**Task:**
Copy every line of the rows below word for word, leaving out the pictures.
Begin Input records
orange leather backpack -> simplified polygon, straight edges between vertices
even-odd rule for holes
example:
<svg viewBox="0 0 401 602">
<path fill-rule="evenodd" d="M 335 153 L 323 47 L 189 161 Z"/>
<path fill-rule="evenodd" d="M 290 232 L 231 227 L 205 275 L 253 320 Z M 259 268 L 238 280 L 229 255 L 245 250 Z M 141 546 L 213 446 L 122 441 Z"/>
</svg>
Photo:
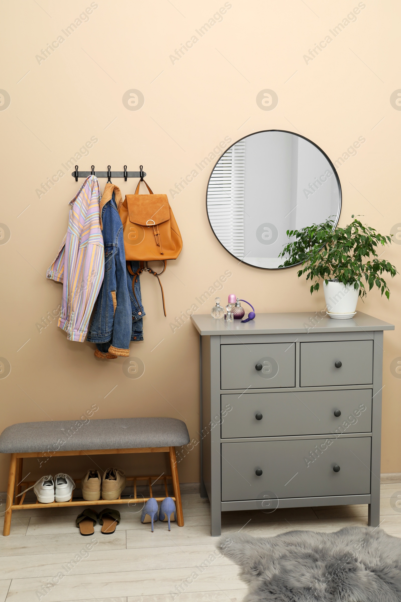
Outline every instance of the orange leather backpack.
<svg viewBox="0 0 401 602">
<path fill-rule="evenodd" d="M 135 277 L 132 280 L 134 295 L 135 278 L 142 272 L 148 272 L 157 278 L 166 315 L 164 293 L 159 276 L 165 270 L 167 259 L 176 259 L 179 255 L 182 249 L 182 238 L 168 204 L 167 195 L 153 194 L 146 182 L 143 181 L 149 194 L 138 194 L 139 181 L 135 194 L 126 194 L 118 209 L 124 228 L 125 258 L 127 262 L 139 262 L 139 267 L 136 272 L 132 271 L 129 263 L 127 265 L 130 274 Z M 148 261 L 163 261 L 164 267 L 158 274 L 148 267 Z"/>
</svg>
End Input records
**Response to the exercise:**
orange leather backpack -> simplified polygon, straight edges between vertices
even-odd rule for holes
example:
<svg viewBox="0 0 401 602">
<path fill-rule="evenodd" d="M 335 153 L 323 47 L 189 161 Z"/>
<path fill-rule="evenodd" d="M 290 232 L 231 227 L 205 275 L 253 320 Z M 259 268 L 238 280 L 229 255 L 245 250 Z M 141 546 L 213 446 L 122 441 Z"/>
</svg>
Photo:
Outline every instance of the orange leather backpack.
<svg viewBox="0 0 401 602">
<path fill-rule="evenodd" d="M 135 277 L 132 280 L 134 295 L 135 278 L 142 272 L 148 272 L 157 278 L 166 315 L 164 293 L 159 276 L 165 270 L 167 259 L 176 259 L 179 255 L 182 249 L 182 238 L 168 204 L 167 195 L 153 194 L 146 182 L 143 181 L 149 194 L 138 194 L 139 181 L 135 194 L 126 194 L 118 209 L 124 228 L 125 258 L 127 262 L 139 262 L 139 267 L 136 272 L 132 271 L 129 263 L 127 265 L 130 274 Z M 148 261 L 163 261 L 164 267 L 158 274 L 148 267 Z"/>
</svg>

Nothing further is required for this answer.